§ Work to complete
Copy out the listing below line for line, with no changes.
★ ★ ★
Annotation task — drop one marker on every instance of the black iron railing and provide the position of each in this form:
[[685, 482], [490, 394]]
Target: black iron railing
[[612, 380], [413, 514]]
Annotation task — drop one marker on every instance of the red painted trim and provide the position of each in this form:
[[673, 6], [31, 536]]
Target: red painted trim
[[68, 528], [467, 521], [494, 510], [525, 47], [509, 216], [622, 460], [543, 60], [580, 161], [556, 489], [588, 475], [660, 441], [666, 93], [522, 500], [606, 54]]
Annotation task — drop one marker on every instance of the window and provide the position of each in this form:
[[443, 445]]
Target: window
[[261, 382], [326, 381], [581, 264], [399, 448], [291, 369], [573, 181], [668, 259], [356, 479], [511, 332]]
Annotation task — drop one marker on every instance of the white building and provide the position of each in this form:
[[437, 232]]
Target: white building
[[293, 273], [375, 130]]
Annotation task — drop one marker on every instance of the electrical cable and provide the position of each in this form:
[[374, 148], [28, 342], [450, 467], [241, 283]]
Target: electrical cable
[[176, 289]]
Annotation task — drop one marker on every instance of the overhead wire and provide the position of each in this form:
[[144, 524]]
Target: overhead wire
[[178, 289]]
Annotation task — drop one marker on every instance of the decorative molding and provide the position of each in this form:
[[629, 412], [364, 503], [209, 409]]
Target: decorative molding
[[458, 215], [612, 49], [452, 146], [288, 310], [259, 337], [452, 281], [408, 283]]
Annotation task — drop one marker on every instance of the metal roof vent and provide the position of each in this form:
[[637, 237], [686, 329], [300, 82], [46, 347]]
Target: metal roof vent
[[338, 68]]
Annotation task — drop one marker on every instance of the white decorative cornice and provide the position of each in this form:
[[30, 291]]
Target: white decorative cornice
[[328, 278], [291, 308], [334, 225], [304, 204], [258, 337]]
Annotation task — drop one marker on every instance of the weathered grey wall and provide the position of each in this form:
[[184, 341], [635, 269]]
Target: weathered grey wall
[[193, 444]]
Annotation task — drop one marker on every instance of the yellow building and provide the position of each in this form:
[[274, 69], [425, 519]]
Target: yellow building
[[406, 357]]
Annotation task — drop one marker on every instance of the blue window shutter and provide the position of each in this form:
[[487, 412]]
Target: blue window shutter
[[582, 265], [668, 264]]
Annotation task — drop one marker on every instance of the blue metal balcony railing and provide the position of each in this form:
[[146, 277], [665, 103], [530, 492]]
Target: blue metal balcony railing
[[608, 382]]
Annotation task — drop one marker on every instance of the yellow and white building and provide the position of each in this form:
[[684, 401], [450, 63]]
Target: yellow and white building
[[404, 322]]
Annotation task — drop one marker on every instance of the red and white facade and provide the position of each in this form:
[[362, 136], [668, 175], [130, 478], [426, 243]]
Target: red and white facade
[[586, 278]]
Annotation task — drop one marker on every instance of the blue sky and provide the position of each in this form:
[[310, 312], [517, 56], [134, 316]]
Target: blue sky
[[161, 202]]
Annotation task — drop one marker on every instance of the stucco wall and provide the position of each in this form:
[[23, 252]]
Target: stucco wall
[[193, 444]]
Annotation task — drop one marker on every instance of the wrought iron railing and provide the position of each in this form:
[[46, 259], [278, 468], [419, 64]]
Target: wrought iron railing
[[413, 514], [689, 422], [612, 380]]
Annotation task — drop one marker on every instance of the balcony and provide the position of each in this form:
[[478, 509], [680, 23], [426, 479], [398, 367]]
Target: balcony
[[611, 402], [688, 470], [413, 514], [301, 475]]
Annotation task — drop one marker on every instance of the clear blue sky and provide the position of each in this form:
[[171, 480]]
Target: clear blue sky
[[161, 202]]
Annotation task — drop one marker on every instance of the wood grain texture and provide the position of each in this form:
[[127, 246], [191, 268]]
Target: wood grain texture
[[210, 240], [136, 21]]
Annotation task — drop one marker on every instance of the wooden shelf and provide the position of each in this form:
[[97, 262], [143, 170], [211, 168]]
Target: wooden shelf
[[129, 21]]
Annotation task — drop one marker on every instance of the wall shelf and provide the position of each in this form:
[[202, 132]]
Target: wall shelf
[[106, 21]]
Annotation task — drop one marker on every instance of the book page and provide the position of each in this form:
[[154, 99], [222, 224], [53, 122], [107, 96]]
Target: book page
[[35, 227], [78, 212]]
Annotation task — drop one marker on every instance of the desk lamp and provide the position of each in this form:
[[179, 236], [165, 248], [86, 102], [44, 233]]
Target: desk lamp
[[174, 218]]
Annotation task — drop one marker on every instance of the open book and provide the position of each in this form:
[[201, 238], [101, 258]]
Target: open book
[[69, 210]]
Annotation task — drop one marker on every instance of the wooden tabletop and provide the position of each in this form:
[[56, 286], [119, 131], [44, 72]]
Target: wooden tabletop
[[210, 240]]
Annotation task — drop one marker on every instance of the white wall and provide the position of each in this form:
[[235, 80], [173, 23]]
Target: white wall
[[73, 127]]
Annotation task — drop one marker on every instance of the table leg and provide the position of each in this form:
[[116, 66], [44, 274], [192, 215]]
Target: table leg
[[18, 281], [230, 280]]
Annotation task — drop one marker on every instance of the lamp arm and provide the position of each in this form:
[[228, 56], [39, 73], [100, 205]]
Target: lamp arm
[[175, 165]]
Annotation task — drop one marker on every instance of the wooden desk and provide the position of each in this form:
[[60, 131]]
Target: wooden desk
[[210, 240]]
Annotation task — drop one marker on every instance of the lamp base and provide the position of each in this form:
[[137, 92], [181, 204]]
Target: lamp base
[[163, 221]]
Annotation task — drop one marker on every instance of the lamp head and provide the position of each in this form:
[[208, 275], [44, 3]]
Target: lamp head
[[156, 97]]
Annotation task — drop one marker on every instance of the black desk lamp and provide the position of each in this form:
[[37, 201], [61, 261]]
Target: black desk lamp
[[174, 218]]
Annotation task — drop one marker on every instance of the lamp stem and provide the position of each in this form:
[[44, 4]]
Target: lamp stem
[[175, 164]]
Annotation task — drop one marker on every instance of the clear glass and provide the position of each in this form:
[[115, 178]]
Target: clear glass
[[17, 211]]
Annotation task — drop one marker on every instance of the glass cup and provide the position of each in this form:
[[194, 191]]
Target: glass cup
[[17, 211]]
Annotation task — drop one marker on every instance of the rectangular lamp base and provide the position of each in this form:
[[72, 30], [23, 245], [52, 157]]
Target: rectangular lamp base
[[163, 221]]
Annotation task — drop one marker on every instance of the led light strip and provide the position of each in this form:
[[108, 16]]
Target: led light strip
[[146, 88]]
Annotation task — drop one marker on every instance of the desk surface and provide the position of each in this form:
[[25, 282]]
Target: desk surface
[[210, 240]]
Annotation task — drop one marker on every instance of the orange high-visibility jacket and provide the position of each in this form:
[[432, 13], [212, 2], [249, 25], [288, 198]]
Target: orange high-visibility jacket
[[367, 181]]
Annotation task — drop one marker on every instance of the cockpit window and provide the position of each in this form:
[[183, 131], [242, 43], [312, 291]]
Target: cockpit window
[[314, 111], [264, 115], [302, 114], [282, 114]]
★ ★ ★
§ Full output
Annotation task — drop one marker on every instance of the black iron railing and provide the position of each in this form:
[[685, 482], [490, 394]]
Target: black iron railing
[[612, 380], [413, 514]]
Annotation task — drop one marker on every instance of the red painted trim and provide the position of each in this form:
[[673, 6], [31, 536]]
Target: red painted trim
[[68, 528], [467, 521], [494, 510], [525, 47], [509, 216], [622, 460], [543, 60], [580, 161], [556, 489], [588, 475], [660, 441], [666, 93], [522, 500], [606, 54]]
Annotation task — drop one marker on every instance of the window and provide the position of each in this form:
[[443, 445]]
Target: window
[[261, 382], [326, 381], [581, 264], [399, 448], [291, 369], [573, 181], [668, 259], [356, 479], [511, 332]]
Annotation task — drop one marker on every instance of the white building and provide the position of each in this form:
[[437, 232]]
Target: white building
[[293, 273], [375, 130]]
Annotation task — drop one marker on every instance of the electrical cable and provide the position of each in this form:
[[374, 148], [28, 342], [450, 467], [241, 283]]
Target: electrical cable
[[176, 289]]
Annotation task — drop one marker on every instance of the overhead wire and provide the position of each in this form:
[[144, 524]]
Target: overhead wire
[[178, 289]]
Annotation task — drop one marker on every instance of the decorative molding and provide the position of each in this form:
[[629, 412], [364, 503], [209, 409]]
Target: decorative molding
[[458, 215], [612, 49], [452, 146], [288, 310], [259, 337], [452, 281], [408, 283]]
Annotation task — drop one marker on every instance of the metal roof vent and provide the position of each in this form:
[[637, 237], [686, 329], [300, 82], [46, 347]]
Target: metal roof vent
[[338, 68]]
Annotation task — drop one marker on every instance of the white decorative cornice and provide the position of each in this form:
[[30, 291]]
Target: white decorative cornice
[[328, 278], [291, 308], [334, 225], [304, 204], [258, 337]]
Annotation task — drop one marker on every instance of the weathered grey wall and provide the position of each in this form:
[[184, 341], [635, 269]]
Target: weathered grey wall
[[193, 444]]
Annotation task — drop one marker on every instance of the yellow building and provide the position of each in this form:
[[274, 69], [425, 519]]
Target: yellow building
[[406, 357]]
Annotation task — drop one marker on every instance of the blue window shutter and provide the position of each in this form:
[[487, 412]]
Target: blue window shutter
[[582, 265], [668, 264]]
Annotation task — drop one marker on every instance of the blue metal balcony railing and provide the position of each in this form:
[[146, 277], [665, 103], [530, 492]]
Target: blue metal balcony railing
[[608, 382]]
Annotation task — drop one marker on every instance of the yellow and white building and provide the position of each in this form:
[[684, 401], [450, 63]]
Target: yellow and white building
[[404, 322]]
Annotation task — drop one marker on every instance of the red and white facade and provide the position of each in this form:
[[362, 136], [668, 175], [130, 478], [426, 243]]
Target: red and white facade
[[586, 278]]
Annotation task — drop one marker on every instance of the blue sky and provide the position of each in this form:
[[310, 312], [517, 56], [134, 316]]
Target: blue sky
[[161, 202]]
Annotation task — drop one marker on every instance of the stucco wall and provide the position of each in this form:
[[23, 252]]
Target: stucco wall
[[193, 444]]
Annotation task — drop one marker on every instance of the wrought iron railing and provide the position of each in this form:
[[46, 259], [278, 468], [419, 64]]
Target: wrought iron railing
[[413, 514], [689, 422], [612, 380]]
Annotation task — drop one marker on every instance of the balcony and provide the position of each in this form:
[[478, 509], [680, 23], [426, 479], [398, 367]]
Target: balcony
[[611, 402], [688, 470], [413, 514], [301, 475]]
Annotation task — drop one marker on every instance of the clear blue sky and provide the position of each in this form:
[[171, 480]]
Target: clear blue sky
[[161, 202]]
Annotation task — drop one marker on every instance of the wood grain texture and provide the position of each in this form:
[[127, 246], [191, 268]]
Target: wood grain texture
[[210, 240], [136, 21]]
Annotation task — drop one marker on every instance of the wooden shelf and provide the position of each in this form:
[[97, 262], [143, 170], [211, 168]]
Target: wooden shelf
[[129, 21]]
Annotation task — drop one marker on every instance of the wall shelf and provide the position of each in this form:
[[202, 132]]
Target: wall shelf
[[106, 21]]
Annotation task — drop one marker on every instance of the book page and provide the position of each in this form:
[[154, 99], [222, 224], [53, 122], [107, 96]]
Target: book page
[[35, 227], [78, 212]]
Annotation task — drop one marker on every instance of the desk lamp and provide the position of each in this form:
[[179, 236], [165, 248], [86, 102], [44, 233]]
Target: desk lamp
[[174, 218]]
Annotation task — drop one marker on every instance of the open book and provide the position of each in this form:
[[201, 238], [101, 258]]
Target: open book
[[69, 210]]
Annotation task — drop one marker on every instance of the wooden tabletop and provide the position of each in this form:
[[56, 286], [119, 131], [44, 72]]
Target: wooden tabletop
[[210, 240]]
Annotation task — drop one marker on every instance of the white wall and provide the position of each in this form:
[[235, 80], [173, 23]]
Target: white wall
[[73, 127]]
Annotation task — drop one marker on every instance of the table leg and provide the position of each in this form:
[[116, 66], [44, 274], [192, 215]]
Target: table leg
[[18, 281], [230, 280]]
Annotation task — drop one marker on every instance of the lamp arm and provide the position of each in this form:
[[228, 56], [39, 73], [100, 205]]
Target: lamp arm
[[175, 165]]
Annotation task — drop one marker on every instance of the wooden desk and provide the position of each in this form:
[[60, 131]]
Target: wooden desk
[[210, 240]]
Annotation task — drop one marker on every instance of the lamp base and provide the position of each in this form:
[[137, 92], [181, 204]]
Target: lamp base
[[163, 221]]
Annotation task — drop one marker on every instance of the lamp head and provide the position of each in this form:
[[208, 275], [44, 3]]
Target: lamp head
[[156, 97]]
Annotation task — drop one marker on every instance of the black desk lamp and provide the position of each in this form:
[[37, 201], [61, 261]]
Target: black desk lamp
[[174, 218]]
Annotation task — drop one marker on every instance of the lamp stem and provide the position of each in this form:
[[44, 4]]
Target: lamp stem
[[175, 164]]
Annotation task — drop one marker on every instance of the clear glass and provide the position of each in this form:
[[115, 178]]
Target: clear glass
[[17, 211]]
Annotation task — drop one marker on every instance of the glass cup and provide the position of each in this form:
[[194, 191]]
Target: glass cup
[[17, 211]]
Annotation task — drop one marker on every instance of the rectangular lamp base and provide the position of each in this form:
[[72, 30], [23, 245], [52, 157]]
Target: rectangular lamp base
[[163, 221]]
Annotation task — drop one marker on every instance of the led light strip and provide the position of each in this form:
[[108, 16]]
Target: led light strip
[[146, 88]]
Annotation task — drop one marker on every instance of the desk surface and provide the position of each in this form:
[[25, 282]]
Target: desk surface
[[210, 240]]
Annotation task — drop one marker on every instance of the orange high-visibility jacket and provide the position of each in this form:
[[432, 13], [212, 2], [249, 25], [288, 198]]
Target: orange high-visibility jacket
[[367, 181]]
Annotation task — drop one marker on every instance of the cockpit window and provide the position of each in this form:
[[183, 131], [242, 43], [312, 291]]
Target: cockpit window
[[314, 111], [264, 115], [302, 114], [282, 114]]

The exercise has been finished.